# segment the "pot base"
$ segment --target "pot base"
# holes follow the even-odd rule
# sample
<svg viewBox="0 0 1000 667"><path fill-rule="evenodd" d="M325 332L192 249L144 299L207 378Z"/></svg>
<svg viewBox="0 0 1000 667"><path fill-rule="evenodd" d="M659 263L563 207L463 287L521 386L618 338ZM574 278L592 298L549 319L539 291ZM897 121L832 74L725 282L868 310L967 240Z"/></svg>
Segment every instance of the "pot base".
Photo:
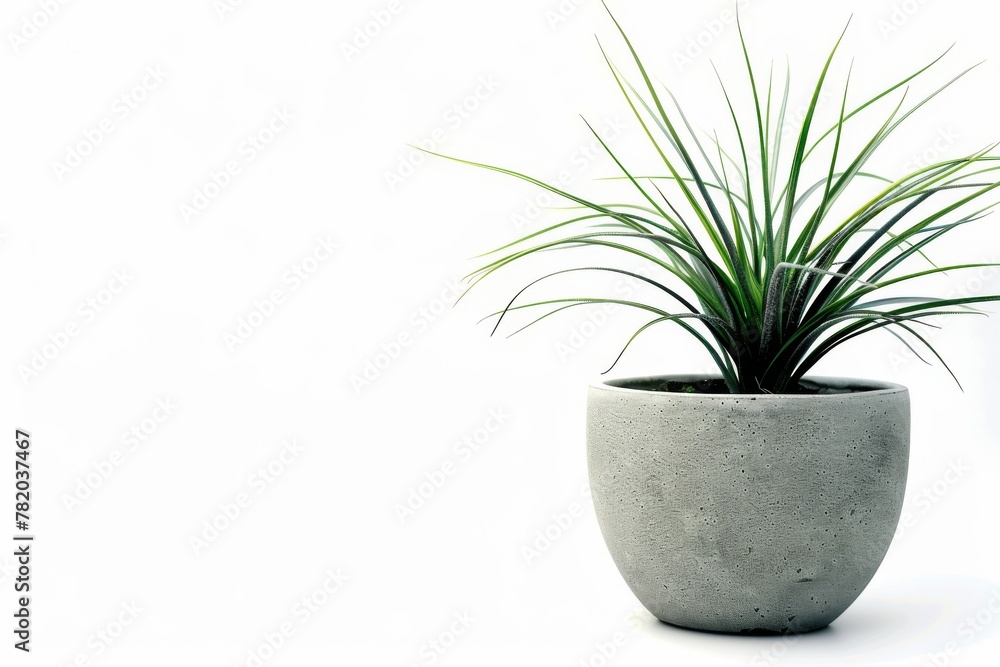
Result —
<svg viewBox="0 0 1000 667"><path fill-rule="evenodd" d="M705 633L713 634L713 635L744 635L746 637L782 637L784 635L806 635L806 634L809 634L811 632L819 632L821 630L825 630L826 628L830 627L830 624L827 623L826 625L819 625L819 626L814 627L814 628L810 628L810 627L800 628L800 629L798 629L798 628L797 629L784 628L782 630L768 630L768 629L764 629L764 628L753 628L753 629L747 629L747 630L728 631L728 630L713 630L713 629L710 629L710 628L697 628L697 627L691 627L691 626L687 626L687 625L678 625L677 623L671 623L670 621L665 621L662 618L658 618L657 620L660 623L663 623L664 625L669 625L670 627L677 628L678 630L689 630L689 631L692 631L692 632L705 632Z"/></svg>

• • •

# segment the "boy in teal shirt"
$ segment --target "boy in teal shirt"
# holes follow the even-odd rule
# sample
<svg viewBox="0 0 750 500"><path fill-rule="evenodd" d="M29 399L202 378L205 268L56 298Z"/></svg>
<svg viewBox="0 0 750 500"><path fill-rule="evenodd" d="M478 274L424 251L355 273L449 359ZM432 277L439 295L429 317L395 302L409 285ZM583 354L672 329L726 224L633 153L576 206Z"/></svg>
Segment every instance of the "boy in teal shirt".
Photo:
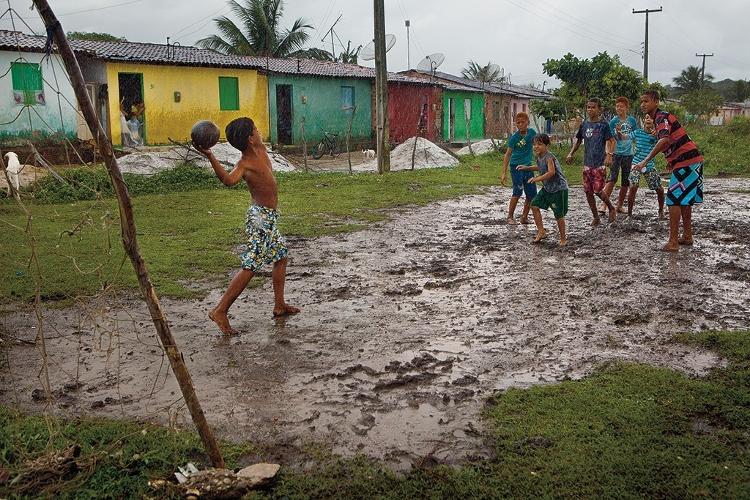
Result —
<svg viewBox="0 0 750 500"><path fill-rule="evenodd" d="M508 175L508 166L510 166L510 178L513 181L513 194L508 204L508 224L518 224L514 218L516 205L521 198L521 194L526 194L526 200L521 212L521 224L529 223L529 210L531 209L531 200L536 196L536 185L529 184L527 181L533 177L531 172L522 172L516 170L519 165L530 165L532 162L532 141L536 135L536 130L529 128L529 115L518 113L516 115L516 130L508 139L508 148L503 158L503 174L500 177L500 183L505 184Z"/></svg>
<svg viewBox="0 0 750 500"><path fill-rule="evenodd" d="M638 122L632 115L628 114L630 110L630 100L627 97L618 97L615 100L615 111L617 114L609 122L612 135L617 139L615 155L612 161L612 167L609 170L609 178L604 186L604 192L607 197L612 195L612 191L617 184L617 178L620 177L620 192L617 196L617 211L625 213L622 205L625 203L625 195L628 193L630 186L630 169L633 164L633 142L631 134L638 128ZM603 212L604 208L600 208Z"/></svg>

• • •

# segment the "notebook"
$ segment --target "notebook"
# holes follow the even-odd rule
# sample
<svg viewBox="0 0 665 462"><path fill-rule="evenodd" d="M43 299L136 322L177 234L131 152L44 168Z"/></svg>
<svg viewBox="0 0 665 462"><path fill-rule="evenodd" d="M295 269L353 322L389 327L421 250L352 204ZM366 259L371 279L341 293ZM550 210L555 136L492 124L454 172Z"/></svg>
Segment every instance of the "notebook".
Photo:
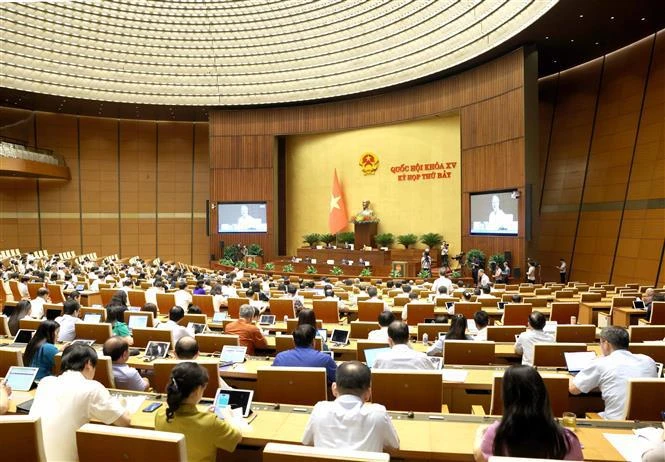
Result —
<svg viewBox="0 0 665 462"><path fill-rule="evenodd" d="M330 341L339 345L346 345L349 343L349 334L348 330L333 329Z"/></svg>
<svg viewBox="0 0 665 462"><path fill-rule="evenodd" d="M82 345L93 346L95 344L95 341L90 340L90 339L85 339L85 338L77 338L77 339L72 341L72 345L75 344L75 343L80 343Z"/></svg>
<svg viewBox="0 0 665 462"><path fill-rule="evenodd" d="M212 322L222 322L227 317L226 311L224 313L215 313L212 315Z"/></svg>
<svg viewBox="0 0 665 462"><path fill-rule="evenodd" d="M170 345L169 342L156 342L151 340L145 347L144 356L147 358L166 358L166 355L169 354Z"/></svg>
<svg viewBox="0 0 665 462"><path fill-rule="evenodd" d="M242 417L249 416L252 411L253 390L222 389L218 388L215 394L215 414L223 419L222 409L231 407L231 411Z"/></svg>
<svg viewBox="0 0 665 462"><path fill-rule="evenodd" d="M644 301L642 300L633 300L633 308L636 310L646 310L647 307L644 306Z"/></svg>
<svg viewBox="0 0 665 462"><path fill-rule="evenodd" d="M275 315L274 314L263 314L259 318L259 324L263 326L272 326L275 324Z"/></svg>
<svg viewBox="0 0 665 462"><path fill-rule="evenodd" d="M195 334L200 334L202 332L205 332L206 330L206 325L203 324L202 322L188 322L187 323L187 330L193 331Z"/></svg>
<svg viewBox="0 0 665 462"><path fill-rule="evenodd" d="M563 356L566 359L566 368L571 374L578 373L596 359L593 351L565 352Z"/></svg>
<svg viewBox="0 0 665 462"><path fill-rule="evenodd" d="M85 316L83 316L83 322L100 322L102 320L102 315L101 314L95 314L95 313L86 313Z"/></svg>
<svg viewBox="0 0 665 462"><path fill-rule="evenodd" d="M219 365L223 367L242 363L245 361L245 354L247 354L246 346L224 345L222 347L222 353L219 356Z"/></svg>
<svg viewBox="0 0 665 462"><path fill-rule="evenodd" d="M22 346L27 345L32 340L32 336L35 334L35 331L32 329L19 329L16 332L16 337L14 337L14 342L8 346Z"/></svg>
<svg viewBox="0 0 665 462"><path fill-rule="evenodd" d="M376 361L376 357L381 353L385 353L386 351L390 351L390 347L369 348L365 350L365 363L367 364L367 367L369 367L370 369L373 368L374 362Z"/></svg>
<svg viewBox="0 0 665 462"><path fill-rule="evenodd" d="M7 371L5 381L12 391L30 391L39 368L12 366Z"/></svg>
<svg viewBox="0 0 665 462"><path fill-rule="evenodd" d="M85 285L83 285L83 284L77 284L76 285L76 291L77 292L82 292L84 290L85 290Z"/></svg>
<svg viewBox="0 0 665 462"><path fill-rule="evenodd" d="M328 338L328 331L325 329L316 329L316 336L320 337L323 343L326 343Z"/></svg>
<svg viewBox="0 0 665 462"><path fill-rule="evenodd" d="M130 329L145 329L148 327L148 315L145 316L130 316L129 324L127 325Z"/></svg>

• • •

— EXERCISE REQUIREMENTS —
The lines to return are those holding the string "base" anywhere in the listing above.

— EXPECTED OUTPUT —
# segment the "pot base"
$ segment --target "pot base"
Segment every instance of the "pot base".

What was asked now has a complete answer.